======== Provided information
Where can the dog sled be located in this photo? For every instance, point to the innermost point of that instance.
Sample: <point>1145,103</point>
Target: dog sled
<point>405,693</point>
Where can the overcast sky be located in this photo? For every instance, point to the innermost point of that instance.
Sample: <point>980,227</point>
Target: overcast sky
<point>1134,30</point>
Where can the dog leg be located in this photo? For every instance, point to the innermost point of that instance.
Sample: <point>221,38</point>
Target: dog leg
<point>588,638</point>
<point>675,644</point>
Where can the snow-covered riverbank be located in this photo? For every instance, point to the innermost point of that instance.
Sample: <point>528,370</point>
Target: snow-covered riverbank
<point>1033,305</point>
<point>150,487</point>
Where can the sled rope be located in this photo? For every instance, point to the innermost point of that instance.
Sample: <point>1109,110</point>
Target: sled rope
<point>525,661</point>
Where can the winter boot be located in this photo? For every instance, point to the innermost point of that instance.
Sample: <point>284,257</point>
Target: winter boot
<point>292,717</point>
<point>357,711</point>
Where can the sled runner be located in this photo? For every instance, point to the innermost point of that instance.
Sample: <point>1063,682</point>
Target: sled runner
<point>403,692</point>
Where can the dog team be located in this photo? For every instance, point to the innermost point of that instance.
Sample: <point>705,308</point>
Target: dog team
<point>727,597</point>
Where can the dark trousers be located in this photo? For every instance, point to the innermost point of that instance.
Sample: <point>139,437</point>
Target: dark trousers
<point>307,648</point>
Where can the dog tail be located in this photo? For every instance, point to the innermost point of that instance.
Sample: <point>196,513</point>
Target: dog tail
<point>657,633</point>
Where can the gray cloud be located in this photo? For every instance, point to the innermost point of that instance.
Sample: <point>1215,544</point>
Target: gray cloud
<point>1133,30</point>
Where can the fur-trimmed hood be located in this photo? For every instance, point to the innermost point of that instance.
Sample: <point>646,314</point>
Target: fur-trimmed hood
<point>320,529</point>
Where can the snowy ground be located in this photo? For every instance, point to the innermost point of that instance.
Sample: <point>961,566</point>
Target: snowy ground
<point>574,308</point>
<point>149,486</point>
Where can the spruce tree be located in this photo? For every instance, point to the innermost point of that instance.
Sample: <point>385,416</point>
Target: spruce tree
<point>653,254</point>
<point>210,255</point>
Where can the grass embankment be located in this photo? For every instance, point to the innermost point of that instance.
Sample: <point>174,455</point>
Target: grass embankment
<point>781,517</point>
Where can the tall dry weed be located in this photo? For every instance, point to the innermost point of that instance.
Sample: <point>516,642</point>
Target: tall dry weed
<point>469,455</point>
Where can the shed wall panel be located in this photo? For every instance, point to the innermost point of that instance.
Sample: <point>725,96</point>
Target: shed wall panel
================
Brief
Take the entries above and return only the lines from the one with "Sample: <point>980,227</point>" to the one with "Sample: <point>528,370</point>", both included, unchanged.

Answer section
Sample: <point>980,227</point>
Target: overcast sky
<point>1134,30</point>
Where can the dog leg be located in this photo? For every instance, point to the innermost point of that instance.
Sample: <point>221,38</point>
Target: dog leg
<point>588,638</point>
<point>675,644</point>
Where can the snow-covered riverbank be located in this photo? For every instance, point to the innermost point of that instance.
Sample: <point>528,370</point>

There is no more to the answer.